→ Set of tasks
A: Condense the paragraph of the text on change-request validation that begins "Then a curious thing happened" into a short bulleted list that keeps its main facts.
B: Extend the text on change-request validation, picking up after its last sentence.
## START Page
Then a curious thing happened. As per my conversations with the clients, I started following up with all the requesting users (their subordinates) on the validation of all the CRs on the “Validation” state. As it turned out, more than half of the CRs hadn’t been validated so far because either the user had not been communicated that the CR was ready, or didn’t receive a basic explanation on the solution so he could validate it, or even the QA environment lacked some pre-requisite, such as enough test data, or the user didn’t have enough access. It became clear that, since the team considered its work done as soon as the technical solution was deployed onto the QA environment, but the user could not validate the solution unless he was properly communicated and all the pre-requisites were done, there was a limbo on our process, that hadn’t even surfaced up to that moment. We then defined the explicit policy that an item should be moved to “Validation” only when, if the user were available to validate it, he would be able to do it immediately. If, at any later moment, that condition ceased to be true (for instance, the QA environment went down), the item should be marked as blocked.

The following weeks saw the team, the internal IT and the users rushing to validate CRs, and the results were dramatic. Whereas we had delivered 20 CRs the month before, we delivered 33 CRs between 9/11 and 10/11, without increasing the WIP, as shown by the CFDs below (the second one is WIP-only).
## END Page
## START Recorded information
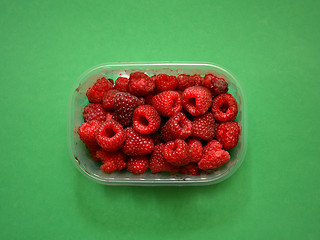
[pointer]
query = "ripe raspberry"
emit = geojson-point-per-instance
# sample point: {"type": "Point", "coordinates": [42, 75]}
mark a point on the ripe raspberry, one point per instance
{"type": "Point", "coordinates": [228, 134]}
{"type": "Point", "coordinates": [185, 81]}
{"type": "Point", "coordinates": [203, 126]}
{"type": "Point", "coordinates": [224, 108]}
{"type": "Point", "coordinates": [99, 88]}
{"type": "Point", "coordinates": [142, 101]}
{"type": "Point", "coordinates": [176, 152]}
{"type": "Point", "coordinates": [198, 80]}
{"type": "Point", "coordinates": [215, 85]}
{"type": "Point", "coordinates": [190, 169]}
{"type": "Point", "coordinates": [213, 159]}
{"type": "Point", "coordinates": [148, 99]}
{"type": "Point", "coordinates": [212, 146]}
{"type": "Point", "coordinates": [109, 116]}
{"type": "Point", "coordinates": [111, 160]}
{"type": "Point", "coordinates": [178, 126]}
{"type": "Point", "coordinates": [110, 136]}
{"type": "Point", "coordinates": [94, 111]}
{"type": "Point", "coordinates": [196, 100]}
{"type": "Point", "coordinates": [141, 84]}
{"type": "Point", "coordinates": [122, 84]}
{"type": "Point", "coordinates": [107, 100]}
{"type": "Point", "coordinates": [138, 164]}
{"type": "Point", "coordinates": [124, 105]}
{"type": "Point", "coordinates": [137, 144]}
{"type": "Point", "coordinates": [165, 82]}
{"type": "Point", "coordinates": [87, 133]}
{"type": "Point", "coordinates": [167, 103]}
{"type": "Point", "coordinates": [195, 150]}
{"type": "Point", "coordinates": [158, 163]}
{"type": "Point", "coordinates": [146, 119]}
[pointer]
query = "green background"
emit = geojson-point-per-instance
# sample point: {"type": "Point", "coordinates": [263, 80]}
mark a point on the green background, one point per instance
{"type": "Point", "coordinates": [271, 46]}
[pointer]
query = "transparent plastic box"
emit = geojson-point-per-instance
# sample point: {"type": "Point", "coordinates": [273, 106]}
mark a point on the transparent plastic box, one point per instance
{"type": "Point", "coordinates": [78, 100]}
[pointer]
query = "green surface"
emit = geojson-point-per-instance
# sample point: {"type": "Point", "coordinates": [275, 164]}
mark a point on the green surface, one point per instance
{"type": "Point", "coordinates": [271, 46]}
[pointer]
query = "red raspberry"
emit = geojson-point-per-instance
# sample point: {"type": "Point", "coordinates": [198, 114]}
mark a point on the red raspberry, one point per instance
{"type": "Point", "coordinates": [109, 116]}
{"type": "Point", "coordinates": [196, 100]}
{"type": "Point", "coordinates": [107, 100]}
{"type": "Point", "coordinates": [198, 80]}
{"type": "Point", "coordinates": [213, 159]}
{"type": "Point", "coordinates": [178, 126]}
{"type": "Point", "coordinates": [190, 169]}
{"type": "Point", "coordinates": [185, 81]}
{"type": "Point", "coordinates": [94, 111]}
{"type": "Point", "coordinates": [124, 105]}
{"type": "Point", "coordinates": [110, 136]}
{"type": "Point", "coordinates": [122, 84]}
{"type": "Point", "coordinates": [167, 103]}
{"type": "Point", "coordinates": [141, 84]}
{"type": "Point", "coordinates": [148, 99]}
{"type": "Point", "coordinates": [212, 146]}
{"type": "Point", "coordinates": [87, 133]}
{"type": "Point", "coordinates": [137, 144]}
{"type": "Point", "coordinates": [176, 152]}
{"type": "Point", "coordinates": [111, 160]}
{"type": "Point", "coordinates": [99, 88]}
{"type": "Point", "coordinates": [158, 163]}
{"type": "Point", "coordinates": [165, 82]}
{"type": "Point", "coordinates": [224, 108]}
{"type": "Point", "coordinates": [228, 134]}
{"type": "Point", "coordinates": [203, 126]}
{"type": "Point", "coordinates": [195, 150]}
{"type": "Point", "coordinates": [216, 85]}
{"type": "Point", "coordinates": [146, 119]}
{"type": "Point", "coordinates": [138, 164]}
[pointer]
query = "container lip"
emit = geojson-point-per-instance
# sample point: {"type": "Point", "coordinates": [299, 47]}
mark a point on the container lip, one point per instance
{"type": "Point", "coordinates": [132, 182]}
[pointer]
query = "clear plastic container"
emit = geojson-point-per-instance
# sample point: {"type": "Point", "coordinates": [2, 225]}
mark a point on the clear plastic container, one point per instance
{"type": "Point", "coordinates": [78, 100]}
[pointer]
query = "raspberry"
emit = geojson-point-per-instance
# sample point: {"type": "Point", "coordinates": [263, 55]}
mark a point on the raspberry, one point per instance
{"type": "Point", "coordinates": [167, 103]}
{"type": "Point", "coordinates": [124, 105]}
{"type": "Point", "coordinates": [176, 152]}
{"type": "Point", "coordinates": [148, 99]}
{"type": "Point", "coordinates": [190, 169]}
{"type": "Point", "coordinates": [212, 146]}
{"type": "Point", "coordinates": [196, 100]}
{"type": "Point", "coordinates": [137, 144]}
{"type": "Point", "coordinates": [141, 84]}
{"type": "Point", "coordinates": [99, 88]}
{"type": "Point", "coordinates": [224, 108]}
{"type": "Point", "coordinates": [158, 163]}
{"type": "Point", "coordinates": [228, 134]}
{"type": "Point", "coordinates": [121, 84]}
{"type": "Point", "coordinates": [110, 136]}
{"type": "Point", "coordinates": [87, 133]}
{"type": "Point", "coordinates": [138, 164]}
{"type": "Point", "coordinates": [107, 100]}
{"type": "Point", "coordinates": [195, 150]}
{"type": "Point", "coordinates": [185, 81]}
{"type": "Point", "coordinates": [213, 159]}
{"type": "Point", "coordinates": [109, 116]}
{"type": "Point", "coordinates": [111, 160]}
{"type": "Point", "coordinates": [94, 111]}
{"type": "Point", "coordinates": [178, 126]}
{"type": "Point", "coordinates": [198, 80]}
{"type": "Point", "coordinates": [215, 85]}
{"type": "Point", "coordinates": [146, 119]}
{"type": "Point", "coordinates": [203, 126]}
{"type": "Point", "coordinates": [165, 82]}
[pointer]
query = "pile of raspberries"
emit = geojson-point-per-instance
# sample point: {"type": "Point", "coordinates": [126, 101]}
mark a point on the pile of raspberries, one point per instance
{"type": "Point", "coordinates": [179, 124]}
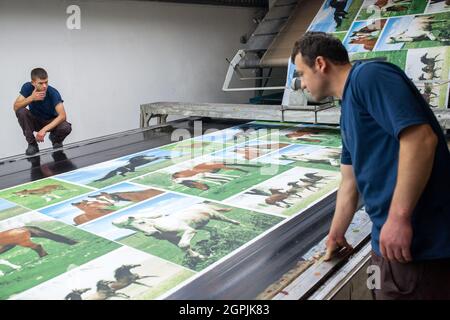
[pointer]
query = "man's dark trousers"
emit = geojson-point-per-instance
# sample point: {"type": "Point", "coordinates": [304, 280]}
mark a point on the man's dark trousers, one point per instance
## END Recorded information
→ Set of answers
A:
- Following conversations with the clients, the requesting users were contacted about every CR in the "Validation" state.
- More than half of those CRs had not been validated, for several reasons:
  - the user had not been told the CR was ready;
  - the user had received no basic explanation of the solution;
  - the QA environment lacked a prerequisite, such as sufficient test data;
  - the user lacked sufficient access.
- The team treated its work as done once the solution reached the QA environment. Users, however, could not validate without proper communication and completed prerequisites. This left a limbo in the process that had not surfaced before.
- A new explicit policy was defined: an item moves to "Validation" only when an available user could validate it immediately.
- If that condition later stops holding, for example because the QA environment goes down, the item is marked as blocked.

B:
After the first month, we decided there were additional measures we could implement, to improve our flow:

  • Using Little’s law, we predicted that, if we could keep our throughput and WIP at September’s level, we would reduce the average lead time from 11 weeks to 6 weeks. On the other hand, we knew that September’s throughput was somewhat artificially high, since we had started with many quick wins on the “Validation” state. So to keep our lead times low even with a slightly lower throughput, we decided to gradually reduce our WIP to 45 until the end of the year.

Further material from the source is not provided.